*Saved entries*
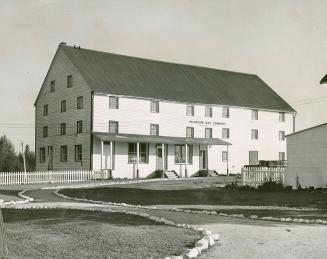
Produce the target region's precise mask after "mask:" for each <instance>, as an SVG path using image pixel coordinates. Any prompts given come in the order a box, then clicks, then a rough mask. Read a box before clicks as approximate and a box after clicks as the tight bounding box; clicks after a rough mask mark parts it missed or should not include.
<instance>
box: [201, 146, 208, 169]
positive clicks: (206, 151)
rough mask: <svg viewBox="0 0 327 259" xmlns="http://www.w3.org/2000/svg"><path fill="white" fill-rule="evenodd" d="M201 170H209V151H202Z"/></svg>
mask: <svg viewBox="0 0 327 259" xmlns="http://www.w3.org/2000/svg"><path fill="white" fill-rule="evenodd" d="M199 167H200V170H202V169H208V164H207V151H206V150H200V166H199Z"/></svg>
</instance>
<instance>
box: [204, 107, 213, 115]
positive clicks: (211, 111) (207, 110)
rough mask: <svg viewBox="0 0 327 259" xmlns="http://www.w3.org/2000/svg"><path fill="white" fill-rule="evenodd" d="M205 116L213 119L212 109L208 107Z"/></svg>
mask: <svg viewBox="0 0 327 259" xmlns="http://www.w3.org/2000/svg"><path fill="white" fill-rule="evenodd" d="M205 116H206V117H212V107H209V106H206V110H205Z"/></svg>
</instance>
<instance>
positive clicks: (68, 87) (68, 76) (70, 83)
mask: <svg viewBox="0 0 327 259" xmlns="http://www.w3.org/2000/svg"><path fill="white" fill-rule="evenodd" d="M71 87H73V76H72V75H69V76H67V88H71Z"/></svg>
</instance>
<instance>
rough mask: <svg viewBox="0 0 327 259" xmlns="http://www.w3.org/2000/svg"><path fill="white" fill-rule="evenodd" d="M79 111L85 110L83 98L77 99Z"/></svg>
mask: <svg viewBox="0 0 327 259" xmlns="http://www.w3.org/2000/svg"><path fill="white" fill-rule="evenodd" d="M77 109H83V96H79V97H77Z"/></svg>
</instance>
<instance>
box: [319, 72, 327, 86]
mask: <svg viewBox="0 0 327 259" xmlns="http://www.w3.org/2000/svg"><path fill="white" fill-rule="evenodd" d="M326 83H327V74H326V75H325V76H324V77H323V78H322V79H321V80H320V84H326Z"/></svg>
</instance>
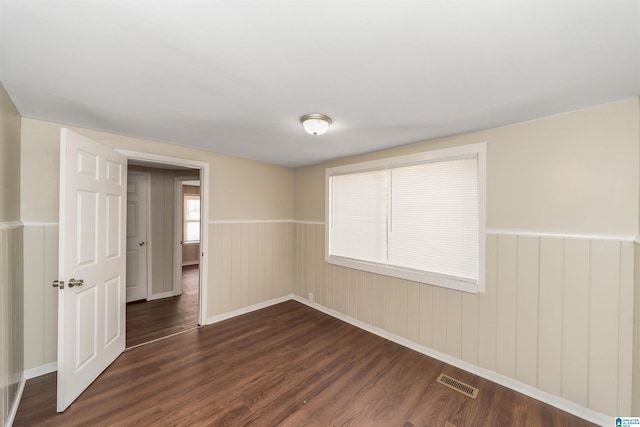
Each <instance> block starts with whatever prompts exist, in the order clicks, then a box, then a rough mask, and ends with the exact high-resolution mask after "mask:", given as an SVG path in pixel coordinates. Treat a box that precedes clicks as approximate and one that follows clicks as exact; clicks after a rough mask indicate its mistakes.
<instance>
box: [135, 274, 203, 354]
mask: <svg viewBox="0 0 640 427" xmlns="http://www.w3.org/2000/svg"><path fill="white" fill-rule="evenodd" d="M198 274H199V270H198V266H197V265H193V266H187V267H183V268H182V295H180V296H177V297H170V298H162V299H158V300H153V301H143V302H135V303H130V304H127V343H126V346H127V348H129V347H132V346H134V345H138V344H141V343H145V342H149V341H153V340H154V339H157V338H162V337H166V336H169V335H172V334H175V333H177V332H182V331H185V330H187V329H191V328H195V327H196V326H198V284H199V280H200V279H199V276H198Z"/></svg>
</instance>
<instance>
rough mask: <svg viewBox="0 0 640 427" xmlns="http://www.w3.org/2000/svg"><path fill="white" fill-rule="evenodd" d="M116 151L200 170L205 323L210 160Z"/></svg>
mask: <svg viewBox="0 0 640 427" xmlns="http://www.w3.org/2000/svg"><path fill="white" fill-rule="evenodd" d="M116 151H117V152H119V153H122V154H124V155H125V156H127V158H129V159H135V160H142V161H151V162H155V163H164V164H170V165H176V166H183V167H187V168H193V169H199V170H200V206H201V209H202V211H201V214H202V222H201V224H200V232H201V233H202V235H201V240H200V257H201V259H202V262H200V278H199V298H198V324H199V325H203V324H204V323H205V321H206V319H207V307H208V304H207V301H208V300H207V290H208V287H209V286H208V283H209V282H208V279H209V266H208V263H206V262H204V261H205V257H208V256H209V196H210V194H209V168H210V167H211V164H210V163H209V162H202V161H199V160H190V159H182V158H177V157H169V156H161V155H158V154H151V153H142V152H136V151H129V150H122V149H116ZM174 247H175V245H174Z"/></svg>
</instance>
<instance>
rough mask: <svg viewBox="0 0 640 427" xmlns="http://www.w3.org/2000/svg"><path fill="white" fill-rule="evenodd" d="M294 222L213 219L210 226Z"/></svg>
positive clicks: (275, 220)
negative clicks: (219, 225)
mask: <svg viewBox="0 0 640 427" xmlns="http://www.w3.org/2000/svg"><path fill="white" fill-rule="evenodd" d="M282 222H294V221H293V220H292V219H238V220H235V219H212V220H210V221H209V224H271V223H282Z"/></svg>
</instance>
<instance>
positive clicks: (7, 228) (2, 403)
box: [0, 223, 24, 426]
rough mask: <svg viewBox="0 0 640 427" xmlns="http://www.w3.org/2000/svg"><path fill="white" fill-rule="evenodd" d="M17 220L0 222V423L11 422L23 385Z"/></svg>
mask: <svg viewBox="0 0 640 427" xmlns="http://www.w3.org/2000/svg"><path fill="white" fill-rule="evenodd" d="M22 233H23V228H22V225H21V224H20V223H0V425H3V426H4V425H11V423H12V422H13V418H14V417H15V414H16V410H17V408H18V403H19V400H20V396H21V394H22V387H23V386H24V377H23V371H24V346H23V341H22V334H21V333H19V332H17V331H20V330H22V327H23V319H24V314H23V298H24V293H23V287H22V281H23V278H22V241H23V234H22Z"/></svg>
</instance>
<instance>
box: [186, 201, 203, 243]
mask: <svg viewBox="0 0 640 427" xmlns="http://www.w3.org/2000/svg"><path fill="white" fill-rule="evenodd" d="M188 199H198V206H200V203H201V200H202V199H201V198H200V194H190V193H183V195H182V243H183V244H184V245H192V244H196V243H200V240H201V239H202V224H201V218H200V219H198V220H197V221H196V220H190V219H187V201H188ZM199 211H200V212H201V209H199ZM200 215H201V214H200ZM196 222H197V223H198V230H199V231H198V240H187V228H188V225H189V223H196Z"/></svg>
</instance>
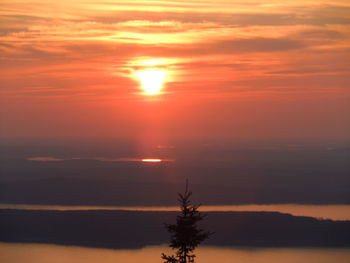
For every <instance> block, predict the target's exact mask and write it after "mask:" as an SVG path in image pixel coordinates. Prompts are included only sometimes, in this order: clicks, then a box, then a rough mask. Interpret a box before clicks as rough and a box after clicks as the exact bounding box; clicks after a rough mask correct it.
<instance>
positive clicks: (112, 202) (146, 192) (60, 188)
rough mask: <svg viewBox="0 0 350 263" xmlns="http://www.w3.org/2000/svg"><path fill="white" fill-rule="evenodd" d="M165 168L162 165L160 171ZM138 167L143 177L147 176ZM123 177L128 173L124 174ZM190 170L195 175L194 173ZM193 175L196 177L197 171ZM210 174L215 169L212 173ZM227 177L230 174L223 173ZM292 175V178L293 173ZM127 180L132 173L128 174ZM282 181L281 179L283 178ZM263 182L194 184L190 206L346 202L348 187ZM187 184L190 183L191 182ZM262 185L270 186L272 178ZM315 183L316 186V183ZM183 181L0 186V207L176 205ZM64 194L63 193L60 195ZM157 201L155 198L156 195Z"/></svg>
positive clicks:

*Work task*
Pick out each line of the entries above that contains the word "positive", and copy those lines in full.

*Answer section*
positive clicks: (206, 151)
positive clicks: (211, 111) (207, 110)
positive clicks: (68, 87) (68, 76) (70, 83)
positive clicks: (275, 220)
positive clicks: (7, 228) (2, 403)
positive clicks: (112, 202) (146, 192) (60, 188)
positive clicks:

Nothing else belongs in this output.